** TEXT BLOCK follows **

Author’s note
This post contains the text of a tribute to Julian Hunt that I delivered (through a recording) to the Wind Engineering community gathered at London Ontario for the Conference Dinner of the Computational Wind Engineering Conference in June 2026. I cannot claim to have known Julian well – he would have regarded me as a simple acquaintance – and much of the material below is derived from other public sources. However it does contain some personal memories, that are of particular relevance to those in the wind engineering discipline and I hope it will be of some interest to readers in that community. Note that the tribute as delivered was somewhat shorter than that contained below because of the restrictions of time.
Other obituaries
Other obituaries can be found via the following links.

** End of TEXT BLOCK **
** MATERIAL SHOWN follows **

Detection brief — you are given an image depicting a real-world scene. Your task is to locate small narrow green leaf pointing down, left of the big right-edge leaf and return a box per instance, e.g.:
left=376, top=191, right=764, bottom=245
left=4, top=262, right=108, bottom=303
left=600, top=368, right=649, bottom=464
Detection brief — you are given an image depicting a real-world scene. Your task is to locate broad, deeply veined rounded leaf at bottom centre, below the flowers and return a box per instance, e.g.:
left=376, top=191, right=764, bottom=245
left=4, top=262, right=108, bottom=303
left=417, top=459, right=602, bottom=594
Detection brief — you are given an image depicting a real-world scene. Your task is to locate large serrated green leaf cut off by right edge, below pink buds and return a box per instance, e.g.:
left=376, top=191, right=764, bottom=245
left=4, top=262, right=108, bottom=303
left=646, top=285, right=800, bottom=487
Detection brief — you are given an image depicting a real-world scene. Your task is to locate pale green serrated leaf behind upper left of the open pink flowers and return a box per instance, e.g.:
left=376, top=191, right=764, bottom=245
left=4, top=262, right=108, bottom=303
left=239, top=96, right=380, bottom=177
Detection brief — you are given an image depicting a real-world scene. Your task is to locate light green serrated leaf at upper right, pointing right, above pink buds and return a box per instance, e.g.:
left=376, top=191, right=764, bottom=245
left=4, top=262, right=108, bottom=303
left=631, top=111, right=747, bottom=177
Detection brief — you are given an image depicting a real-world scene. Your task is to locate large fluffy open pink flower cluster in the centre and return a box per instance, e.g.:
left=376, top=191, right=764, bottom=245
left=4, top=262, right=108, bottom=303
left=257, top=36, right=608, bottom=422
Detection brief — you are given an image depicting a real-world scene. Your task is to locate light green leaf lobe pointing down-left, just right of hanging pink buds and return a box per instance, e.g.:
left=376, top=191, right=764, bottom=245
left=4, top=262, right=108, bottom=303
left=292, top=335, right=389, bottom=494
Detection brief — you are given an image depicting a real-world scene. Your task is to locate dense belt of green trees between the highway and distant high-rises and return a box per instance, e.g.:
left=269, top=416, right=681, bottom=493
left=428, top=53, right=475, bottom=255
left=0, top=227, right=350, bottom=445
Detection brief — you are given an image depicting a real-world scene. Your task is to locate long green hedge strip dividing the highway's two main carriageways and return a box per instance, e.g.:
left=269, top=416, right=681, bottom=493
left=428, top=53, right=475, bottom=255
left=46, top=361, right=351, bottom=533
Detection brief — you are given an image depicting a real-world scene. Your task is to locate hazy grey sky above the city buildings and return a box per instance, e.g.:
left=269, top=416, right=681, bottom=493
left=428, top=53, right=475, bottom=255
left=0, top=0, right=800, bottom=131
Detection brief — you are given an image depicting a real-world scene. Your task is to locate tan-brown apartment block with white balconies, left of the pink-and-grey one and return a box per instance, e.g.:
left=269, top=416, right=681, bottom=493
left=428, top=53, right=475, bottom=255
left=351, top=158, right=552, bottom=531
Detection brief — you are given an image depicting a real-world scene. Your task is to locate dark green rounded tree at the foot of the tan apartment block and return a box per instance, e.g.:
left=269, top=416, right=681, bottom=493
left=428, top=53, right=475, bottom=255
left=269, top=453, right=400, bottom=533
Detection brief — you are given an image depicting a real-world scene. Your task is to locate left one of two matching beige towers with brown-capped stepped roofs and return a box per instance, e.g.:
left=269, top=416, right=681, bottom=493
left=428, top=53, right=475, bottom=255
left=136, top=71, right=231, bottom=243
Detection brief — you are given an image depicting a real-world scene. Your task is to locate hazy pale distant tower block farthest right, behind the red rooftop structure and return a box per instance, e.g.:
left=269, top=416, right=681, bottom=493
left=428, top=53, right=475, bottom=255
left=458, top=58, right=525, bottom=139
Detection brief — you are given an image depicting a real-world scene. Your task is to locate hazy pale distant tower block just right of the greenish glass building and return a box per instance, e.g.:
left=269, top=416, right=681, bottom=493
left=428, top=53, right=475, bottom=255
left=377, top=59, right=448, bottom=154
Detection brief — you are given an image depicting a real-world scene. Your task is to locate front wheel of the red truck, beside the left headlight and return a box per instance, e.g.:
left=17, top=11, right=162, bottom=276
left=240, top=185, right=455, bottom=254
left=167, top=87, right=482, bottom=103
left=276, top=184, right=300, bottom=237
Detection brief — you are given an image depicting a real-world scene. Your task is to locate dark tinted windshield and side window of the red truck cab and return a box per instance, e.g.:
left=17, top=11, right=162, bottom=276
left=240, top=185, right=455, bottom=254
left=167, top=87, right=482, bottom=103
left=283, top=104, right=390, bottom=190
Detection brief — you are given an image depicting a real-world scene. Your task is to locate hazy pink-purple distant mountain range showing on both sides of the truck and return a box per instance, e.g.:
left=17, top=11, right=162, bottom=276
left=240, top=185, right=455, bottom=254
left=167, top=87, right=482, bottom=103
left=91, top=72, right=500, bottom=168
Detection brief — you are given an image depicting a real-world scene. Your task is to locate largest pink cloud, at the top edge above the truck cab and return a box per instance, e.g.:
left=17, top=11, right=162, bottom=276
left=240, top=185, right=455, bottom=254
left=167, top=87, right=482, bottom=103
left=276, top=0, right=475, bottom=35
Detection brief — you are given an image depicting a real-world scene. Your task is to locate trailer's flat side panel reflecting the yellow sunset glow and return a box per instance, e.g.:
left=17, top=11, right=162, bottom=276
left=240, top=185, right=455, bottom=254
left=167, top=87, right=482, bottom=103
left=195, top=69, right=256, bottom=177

** End of MATERIAL SHOWN **

## HOW TO COMPLETE THIS TASK:
In the author's note about the Julian Hunt tribute, condense the paragraph beginning "This post contains the text of a tribute" into a short bulleted list that keeps its main facts. The records have no connection to the author's note about the Julian Hunt tribute.

## EXERCISE RESPONSE:
- The post gives the text of a tribute to Julian Hunt, delivered by recording to the Wind Engineering community at the Conference Dinner of the Computational Wind Engineering Conference in London Ontario, June 2026.
- The author knew Julian only as an acquaintance, and much of the material comes from other public sources.
- It includes some personal memories relevant to the wind engineering discipline.
- Because of time limits, the delivered tribute was shorter than the version in the post.